▶ _Aim of the exercise_
Arrange the material from the line with "Provide, for every" through the line with "positive clicks: (605, 212)" as a Markdown table with the columns Row and Line, numbering each row and skipping blank lines.

▶ _Source records_
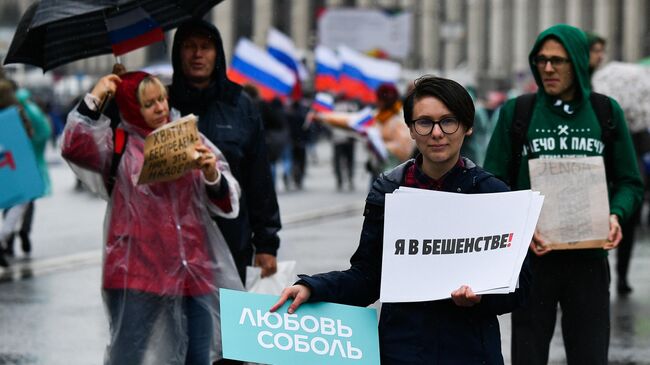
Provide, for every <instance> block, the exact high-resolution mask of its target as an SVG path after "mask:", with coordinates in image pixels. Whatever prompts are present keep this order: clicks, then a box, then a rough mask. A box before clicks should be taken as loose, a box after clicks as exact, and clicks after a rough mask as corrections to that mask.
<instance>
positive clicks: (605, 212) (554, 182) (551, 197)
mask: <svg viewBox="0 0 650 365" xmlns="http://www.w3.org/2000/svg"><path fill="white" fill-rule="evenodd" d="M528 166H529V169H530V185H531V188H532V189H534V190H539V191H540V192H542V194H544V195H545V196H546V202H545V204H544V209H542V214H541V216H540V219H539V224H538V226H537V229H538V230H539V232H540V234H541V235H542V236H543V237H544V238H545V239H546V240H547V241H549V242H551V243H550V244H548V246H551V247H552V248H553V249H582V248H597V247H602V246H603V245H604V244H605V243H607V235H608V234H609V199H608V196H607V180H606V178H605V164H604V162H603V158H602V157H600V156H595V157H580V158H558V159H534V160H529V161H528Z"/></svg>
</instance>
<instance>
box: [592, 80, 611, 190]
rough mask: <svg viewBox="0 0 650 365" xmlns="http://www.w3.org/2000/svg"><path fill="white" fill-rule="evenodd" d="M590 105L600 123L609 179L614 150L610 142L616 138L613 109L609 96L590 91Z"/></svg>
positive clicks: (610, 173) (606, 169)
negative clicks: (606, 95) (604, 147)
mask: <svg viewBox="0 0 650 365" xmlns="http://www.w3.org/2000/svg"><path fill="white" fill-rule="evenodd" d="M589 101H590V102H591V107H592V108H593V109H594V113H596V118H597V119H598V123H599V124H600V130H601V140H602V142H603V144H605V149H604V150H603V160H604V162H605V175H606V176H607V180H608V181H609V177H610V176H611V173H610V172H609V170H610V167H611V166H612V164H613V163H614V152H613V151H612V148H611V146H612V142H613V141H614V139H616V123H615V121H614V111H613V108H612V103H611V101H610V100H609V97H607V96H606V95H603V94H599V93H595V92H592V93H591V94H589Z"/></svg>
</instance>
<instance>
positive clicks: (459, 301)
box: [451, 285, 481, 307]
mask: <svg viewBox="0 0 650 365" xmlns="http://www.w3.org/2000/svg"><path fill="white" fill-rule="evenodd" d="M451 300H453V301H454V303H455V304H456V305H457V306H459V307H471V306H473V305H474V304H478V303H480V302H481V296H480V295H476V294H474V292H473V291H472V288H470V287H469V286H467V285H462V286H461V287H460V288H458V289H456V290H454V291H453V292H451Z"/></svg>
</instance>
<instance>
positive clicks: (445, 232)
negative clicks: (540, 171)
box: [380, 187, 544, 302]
...
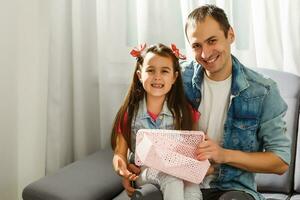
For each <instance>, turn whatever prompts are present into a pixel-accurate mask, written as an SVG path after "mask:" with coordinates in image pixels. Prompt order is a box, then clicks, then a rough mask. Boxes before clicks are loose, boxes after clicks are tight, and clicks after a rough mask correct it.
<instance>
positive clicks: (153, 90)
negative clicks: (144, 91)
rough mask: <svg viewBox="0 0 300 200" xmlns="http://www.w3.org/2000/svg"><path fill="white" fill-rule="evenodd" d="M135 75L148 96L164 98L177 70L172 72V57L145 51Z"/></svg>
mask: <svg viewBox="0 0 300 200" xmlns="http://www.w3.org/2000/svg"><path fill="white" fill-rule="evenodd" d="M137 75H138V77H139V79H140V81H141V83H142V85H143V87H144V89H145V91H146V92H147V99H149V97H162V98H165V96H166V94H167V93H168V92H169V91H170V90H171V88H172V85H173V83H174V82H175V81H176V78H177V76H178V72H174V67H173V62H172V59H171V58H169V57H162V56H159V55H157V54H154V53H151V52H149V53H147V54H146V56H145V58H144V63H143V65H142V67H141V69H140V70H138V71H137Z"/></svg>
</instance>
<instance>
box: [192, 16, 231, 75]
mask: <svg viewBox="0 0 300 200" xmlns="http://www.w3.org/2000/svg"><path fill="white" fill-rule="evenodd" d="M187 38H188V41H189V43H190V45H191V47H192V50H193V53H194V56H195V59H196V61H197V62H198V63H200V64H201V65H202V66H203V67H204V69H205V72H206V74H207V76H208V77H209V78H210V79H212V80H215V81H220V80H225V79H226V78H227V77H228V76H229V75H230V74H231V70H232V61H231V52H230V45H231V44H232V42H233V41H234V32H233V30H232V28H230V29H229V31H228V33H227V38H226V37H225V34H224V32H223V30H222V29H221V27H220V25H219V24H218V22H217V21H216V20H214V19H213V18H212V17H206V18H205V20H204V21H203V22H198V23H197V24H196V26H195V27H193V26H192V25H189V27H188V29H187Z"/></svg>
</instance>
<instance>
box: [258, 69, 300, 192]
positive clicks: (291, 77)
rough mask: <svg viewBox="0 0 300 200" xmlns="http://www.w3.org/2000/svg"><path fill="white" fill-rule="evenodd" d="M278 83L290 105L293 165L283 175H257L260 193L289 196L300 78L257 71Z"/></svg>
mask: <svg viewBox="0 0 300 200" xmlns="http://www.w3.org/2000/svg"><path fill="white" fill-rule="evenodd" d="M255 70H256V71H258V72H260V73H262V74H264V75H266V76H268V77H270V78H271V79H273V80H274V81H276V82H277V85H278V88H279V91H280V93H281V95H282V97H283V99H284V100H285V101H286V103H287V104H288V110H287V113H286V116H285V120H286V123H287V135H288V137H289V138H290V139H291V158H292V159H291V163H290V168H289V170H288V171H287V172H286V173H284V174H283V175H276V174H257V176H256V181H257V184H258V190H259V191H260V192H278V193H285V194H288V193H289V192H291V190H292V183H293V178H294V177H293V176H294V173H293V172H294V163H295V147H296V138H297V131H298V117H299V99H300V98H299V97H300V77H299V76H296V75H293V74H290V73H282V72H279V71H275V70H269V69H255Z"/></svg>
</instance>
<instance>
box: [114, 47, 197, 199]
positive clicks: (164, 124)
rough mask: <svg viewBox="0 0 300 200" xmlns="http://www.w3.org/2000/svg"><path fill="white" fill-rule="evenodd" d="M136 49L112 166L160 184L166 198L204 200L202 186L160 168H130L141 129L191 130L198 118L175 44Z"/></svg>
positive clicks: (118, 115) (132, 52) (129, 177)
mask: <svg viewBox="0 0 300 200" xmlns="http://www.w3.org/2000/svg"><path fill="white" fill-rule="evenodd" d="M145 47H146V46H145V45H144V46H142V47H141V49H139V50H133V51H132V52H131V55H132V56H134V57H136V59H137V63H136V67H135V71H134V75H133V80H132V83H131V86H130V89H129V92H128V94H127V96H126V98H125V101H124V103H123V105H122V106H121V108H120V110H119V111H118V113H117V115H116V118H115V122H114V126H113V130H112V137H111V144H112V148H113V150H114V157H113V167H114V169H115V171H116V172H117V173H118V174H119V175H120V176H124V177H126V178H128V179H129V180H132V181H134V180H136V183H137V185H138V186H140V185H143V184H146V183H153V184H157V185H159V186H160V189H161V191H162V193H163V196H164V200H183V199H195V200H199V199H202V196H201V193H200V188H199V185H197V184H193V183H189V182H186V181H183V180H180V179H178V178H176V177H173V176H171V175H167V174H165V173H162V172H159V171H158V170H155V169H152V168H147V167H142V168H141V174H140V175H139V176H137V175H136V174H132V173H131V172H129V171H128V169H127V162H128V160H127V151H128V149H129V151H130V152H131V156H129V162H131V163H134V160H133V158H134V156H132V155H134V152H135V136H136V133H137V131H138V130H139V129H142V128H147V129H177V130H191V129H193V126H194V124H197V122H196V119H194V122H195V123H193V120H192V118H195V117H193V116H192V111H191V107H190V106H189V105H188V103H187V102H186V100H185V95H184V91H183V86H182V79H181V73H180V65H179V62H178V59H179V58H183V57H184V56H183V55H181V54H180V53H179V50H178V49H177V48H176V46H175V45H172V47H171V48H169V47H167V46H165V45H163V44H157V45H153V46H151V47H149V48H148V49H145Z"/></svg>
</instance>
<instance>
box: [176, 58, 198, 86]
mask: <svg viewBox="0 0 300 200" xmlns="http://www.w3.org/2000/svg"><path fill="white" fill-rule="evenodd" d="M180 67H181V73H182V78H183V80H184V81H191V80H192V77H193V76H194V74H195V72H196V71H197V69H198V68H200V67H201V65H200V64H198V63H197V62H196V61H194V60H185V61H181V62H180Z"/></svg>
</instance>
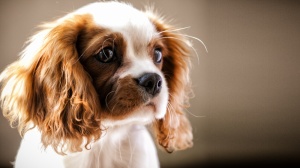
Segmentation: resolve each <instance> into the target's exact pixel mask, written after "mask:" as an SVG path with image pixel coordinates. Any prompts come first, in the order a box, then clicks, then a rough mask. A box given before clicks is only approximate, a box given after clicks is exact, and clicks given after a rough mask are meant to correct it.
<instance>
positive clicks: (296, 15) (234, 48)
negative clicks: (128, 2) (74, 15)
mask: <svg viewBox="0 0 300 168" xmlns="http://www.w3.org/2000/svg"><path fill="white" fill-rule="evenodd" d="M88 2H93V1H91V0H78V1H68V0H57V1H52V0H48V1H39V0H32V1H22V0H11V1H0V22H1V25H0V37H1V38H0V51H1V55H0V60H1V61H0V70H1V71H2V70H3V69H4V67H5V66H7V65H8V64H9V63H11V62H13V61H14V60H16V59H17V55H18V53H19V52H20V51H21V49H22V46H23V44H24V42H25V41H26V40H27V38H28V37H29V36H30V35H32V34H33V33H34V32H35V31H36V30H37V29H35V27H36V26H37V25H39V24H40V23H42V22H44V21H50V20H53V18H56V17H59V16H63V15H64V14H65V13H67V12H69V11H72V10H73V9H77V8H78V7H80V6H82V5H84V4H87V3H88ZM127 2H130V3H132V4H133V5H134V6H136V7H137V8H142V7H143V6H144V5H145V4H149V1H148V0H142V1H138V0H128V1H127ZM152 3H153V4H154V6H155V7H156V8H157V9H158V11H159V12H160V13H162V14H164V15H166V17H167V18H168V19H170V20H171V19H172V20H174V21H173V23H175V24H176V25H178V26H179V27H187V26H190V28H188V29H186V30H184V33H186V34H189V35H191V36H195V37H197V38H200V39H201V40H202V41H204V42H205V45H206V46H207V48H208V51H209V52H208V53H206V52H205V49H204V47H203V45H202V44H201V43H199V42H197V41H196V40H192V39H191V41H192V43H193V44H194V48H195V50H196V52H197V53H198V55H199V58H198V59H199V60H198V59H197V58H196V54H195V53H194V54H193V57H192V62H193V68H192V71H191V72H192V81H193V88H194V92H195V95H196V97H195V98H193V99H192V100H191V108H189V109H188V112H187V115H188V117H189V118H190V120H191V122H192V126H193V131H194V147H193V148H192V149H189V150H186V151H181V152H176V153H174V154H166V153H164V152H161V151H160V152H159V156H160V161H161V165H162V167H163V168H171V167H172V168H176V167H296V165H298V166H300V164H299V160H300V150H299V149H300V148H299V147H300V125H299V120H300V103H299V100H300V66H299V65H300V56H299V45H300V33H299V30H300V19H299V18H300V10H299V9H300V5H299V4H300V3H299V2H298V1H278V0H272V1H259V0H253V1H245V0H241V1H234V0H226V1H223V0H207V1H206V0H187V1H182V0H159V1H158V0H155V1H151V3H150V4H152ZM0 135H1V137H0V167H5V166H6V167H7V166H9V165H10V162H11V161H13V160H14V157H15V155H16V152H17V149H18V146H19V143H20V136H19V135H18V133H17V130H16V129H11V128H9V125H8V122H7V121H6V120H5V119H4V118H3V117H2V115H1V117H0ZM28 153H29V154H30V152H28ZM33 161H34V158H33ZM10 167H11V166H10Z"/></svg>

▶ _Answer section_
| Row | Line |
|---|---|
| 1 | Provide, for every <instance> block, the exact high-resolution mask of its target as an SVG path after "mask:", with coordinates in image pixels. Whatever prompts are present keep this order: clicks, then a box, then a rough mask. A box before clicks should be taken as loose, a box after clicks as exact, and clicks after a rough mask as corrections to that mask. |
| 2 | <instance> |
| 3 | positive clicks: (605, 212) (554, 182) (551, 197) |